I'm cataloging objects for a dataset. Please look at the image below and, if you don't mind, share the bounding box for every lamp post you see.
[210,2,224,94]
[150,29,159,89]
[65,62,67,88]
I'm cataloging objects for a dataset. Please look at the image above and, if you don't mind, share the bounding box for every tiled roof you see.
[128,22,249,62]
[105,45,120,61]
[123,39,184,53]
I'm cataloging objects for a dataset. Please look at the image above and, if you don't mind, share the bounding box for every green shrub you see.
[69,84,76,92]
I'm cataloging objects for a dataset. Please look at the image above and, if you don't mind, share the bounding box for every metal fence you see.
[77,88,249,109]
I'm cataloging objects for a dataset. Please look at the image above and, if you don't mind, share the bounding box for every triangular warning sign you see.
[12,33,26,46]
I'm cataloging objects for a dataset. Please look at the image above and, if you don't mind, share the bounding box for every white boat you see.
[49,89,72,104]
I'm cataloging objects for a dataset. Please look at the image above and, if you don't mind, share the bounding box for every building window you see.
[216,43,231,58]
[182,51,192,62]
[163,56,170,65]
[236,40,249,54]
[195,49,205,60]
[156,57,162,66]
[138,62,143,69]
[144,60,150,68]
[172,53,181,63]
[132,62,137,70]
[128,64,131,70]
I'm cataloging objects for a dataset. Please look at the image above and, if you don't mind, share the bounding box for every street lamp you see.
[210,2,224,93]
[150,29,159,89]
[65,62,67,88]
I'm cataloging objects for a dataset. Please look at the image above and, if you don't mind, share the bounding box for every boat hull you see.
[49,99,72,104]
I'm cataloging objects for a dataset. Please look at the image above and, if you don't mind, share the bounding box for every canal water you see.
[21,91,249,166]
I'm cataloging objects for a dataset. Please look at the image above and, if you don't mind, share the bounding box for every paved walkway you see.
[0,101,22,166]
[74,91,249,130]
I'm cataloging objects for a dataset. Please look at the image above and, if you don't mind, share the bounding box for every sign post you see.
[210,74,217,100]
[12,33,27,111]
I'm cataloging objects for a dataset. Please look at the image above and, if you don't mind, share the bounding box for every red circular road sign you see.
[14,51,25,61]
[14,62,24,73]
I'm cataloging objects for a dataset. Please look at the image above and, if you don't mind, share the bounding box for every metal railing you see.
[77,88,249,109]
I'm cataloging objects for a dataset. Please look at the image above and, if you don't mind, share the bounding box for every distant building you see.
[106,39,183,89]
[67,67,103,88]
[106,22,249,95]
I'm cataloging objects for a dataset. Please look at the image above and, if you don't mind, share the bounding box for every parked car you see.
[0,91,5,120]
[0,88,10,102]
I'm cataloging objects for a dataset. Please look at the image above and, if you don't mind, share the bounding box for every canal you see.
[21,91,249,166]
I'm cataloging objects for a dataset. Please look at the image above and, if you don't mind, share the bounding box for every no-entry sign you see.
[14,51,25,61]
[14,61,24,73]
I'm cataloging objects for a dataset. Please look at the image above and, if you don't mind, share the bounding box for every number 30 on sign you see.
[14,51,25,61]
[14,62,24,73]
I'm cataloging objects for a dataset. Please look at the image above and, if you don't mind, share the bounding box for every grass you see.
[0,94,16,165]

++++

## What the task asks
Edit the data above so that "lamp post" becomes "light pole" everywhere it occurs. Leave every other line and word unchanged.

## Solution for this task
I'm cataloging objects for a dataset. Please look at the image below and, if you don't mind, share the bounding box for every light pole you see.
[210,2,224,94]
[150,29,159,89]
[65,62,67,88]
I'm cataloging objects for a dataset. Please look at the image above and, if you don't mind, share the bounding box for every tiled roof you see.
[128,22,249,62]
[105,45,120,61]
[123,39,184,53]
I'm cataloging objects for a dataset. Please look at the image above and, if you don't mind, share the bounding box for every green shrub you see.
[69,84,76,92]
I'm cataloging objects for a dataset. Please look at the image above and, if you don't mind, share the bounding box for every metal fence you see.
[77,88,249,109]
I'm cataloging objects for a dataset. Please look at the image above and, if you don't mind, share the bounding box for every triangular warning sign you see.
[12,33,26,46]
I'm cataloging objects for a dataset. Please look at the image above and, if you don't mind, share the bounding box for every white boat you see.
[49,89,72,104]
I'm cataloging objects for a dataset. Please look at the image above and, if you don't mind, share the bounding box for every building window you see.
[216,43,231,58]
[182,51,192,62]
[163,56,170,65]
[236,40,249,54]
[195,49,205,60]
[156,57,162,66]
[138,62,143,69]
[144,60,150,68]
[172,53,181,63]
[132,62,137,70]
[128,64,131,70]
I'm cataloging objects for a dataset. Please look at the image above and, if you don't mind, share the bounding box for every street lamp you see.
[210,2,224,93]
[150,29,159,89]
[65,62,67,88]
I'm cataloging objects for a dataset. Please look at the image above and, if you don't mind, share the bounding box for every boat hull you see.
[49,99,72,104]
I'm cataloging objects for a dataset. Please look at the image above and, if you don't mind, share the bounding box for every canal water you see.
[21,91,249,166]
I'm cataloging objects for a dataset. Please look at the image above and, if you don't mind, share the bounding box for every paved walkway you see.
[0,101,22,166]
[74,91,249,130]
I'm cataloging objects for a dataset. Please look at the image above and, if you don't mind, share the bounding box for every sign post you see.
[210,74,217,100]
[12,33,27,111]
I'm cataloging objects for a dataset. Please look at the image above and, if you don't mind, share the bounding box for every red circular road sign you see.
[14,51,25,61]
[14,62,24,73]
I'm cataloging objects for a dataset. Please look at the image above and, if you don't mind, share the bounding box for every metal railing you see.
[77,88,249,109]
I'm cataloging objects for a dataset. Please look at the image above and, if you don't mind, share the bounding box for every distant building you see.
[106,39,183,89]
[67,67,103,88]
[106,22,249,95]
I'm cataloging objects for a dataset. Please look at the image above and, if you don't mind, share the bounding box for every parked car you see.
[0,91,5,120]
[0,88,10,102]
I'm cataloging objects for a dataset. Please look at the image above and, if you don't mind, share the bounding box for every canal you see.
[21,91,249,166]
I'm cataloging objects for a dataset. Please look at the image above and, if you don't mind, share the bounding box for every no-entry sign you see.
[14,51,25,61]
[14,61,24,73]
I'm cataloging objects for a dataset. Please look at the image above and, if you don't mind, share the bounding box for every number 30 on sign you see.
[14,51,25,61]
[14,62,24,73]
I'm cataloging objects for a dataset. Please look at the image above and, if you don't mind, share the bounding box for every grass you see.
[0,94,16,165]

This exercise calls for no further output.